## What you need to do:
Copy every line of the material below word for word, changing nothing.

## Records to use:
=======

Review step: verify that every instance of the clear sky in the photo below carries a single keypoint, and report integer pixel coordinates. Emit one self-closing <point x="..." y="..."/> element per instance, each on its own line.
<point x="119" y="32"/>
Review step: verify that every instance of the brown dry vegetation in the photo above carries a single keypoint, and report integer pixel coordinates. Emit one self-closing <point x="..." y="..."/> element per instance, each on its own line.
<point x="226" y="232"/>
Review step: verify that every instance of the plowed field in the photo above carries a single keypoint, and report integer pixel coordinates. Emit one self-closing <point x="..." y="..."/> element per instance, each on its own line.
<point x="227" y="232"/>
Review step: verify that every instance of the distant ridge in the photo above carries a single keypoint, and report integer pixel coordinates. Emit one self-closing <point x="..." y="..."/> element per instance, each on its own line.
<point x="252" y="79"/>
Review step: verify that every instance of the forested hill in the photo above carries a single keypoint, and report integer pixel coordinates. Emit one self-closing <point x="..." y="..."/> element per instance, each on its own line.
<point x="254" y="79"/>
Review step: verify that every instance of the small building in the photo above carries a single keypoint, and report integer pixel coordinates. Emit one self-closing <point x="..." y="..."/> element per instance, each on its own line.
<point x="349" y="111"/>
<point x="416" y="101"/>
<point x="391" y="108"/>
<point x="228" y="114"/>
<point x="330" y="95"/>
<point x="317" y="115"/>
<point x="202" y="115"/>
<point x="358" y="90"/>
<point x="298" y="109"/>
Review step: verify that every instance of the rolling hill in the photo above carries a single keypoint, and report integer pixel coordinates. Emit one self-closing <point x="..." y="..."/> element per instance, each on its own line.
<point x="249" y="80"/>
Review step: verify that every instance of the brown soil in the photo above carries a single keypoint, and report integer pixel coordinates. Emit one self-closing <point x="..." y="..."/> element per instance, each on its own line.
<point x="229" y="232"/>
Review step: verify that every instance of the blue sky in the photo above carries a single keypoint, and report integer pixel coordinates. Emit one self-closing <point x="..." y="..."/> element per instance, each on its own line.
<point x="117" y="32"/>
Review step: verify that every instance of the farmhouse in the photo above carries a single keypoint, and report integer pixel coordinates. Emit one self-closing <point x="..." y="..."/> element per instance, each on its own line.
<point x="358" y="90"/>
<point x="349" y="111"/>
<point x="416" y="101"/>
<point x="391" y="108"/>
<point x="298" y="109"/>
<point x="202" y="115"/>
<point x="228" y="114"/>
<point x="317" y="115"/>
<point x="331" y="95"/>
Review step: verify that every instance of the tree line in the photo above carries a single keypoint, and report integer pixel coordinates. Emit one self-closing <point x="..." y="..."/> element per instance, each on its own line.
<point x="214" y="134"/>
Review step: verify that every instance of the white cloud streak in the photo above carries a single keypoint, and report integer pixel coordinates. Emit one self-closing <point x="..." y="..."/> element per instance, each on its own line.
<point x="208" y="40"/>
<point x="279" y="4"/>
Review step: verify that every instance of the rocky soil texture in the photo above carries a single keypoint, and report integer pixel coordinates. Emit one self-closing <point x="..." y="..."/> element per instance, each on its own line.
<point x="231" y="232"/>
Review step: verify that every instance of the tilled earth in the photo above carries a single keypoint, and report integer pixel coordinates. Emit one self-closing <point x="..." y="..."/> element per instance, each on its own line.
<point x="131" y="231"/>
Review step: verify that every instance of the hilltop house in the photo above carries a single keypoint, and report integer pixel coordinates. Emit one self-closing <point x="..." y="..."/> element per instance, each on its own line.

=======

## Complete answer:
Review step: verify that every instance of the clear sky in the photo below carries a single keypoint, and report integer pixel coordinates. Emit one self-closing <point x="..." y="..."/> element per instance, each on its own line.
<point x="119" y="32"/>
Review step: verify that every instance of the brown dry vegetation in the photo above carries a single keypoint, and report integer pixel coordinates. Emit one self-closing <point x="..." y="..."/> element per instance, each on its own line.
<point x="226" y="232"/>
Review step: verify that every instance of the plowed field in the photo above carries a single keypoint, and report integer pixel coordinates. Emit one self-closing <point x="..." y="..."/> element per instance, each on its own line.
<point x="227" y="232"/>
Review step: verify that every instance of the distant ridge in the photo above carries a single keypoint, and report integer pixel coordinates. Emit one self-closing <point x="..." y="..."/> element per instance, each on its own line.
<point x="252" y="79"/>
Review step: verify that every instance of the forested hill in the photo above carries a single keypoint, and report integer pixel coordinates. Emit one self-closing <point x="..." y="..."/> element per instance, each on its own line.
<point x="254" y="79"/>
Review step: verify that every instance of the small building in the photo above carries a single keypoint, and report integer pixel coordinates. Emit one self-closing <point x="..." y="..."/> element per instance, each on its own line.
<point x="349" y="111"/>
<point x="416" y="101"/>
<point x="391" y="108"/>
<point x="228" y="114"/>
<point x="330" y="95"/>
<point x="317" y="115"/>
<point x="202" y="115"/>
<point x="358" y="90"/>
<point x="298" y="109"/>
Review step: verify that every instance of the rolling hill in the photo above carries a single keypoint, and report integer pixel coordinates. Emit one self-closing <point x="..." y="..."/> element per instance, each on its own line.
<point x="249" y="80"/>
Review step: verify that every instance of the brown soil in the photo above carries a single keypoint, and report integer pixel coordinates. Emit one self-closing <point x="..." y="..."/> element per instance, each on its own line.
<point x="229" y="232"/>
Review step: verify that every instance of the blue sky in the photo above carries a single keypoint, and report integer pixel coordinates. Emit one self-closing <point x="..." y="..."/> element per instance, each on its own line.
<point x="117" y="32"/>
Review step: verify that every instance of the farmhouse in the photo above carries a single keypoint, and report integer pixel coordinates. Emit one self-closing <point x="..." y="..."/> element per instance, each on its own line.
<point x="358" y="90"/>
<point x="349" y="111"/>
<point x="416" y="101"/>
<point x="391" y="108"/>
<point x="298" y="109"/>
<point x="202" y="115"/>
<point x="228" y="114"/>
<point x="317" y="115"/>
<point x="331" y="95"/>
Review step: verify that every instance of the tree line in the photo above carries a single keypoint, and report integer pixel coordinates. Emit one self-closing <point x="..." y="..."/> element per instance, each on its own line.
<point x="214" y="134"/>
Review step: verify that every instance of the white cloud streak in the photo above carries a single keypoint, and report integer pixel coordinates. Emit one self-closing <point x="..." y="..."/> element per instance, each on its own line.
<point x="208" y="40"/>
<point x="279" y="4"/>
Review step: verify that every instance of the rocky soil texture in the photo above carries a single keypoint, and report integer pixel coordinates. Emit one self-closing <point x="..." y="..."/> element per instance, each on its own line.
<point x="231" y="232"/>
Review step: verify that every instance of the tilled earth in the photo above carries a single keypoint, and report integer pixel coordinates. Emit one self-closing <point x="..." y="..."/> element per instance, each on its own line.
<point x="131" y="231"/>
Review step: verify that every instance of the hilltop house in the photo above carries a single keypoint, and report integer pixel coordinates. Emit one self-closing <point x="..." y="..."/> element per instance, each on its own line.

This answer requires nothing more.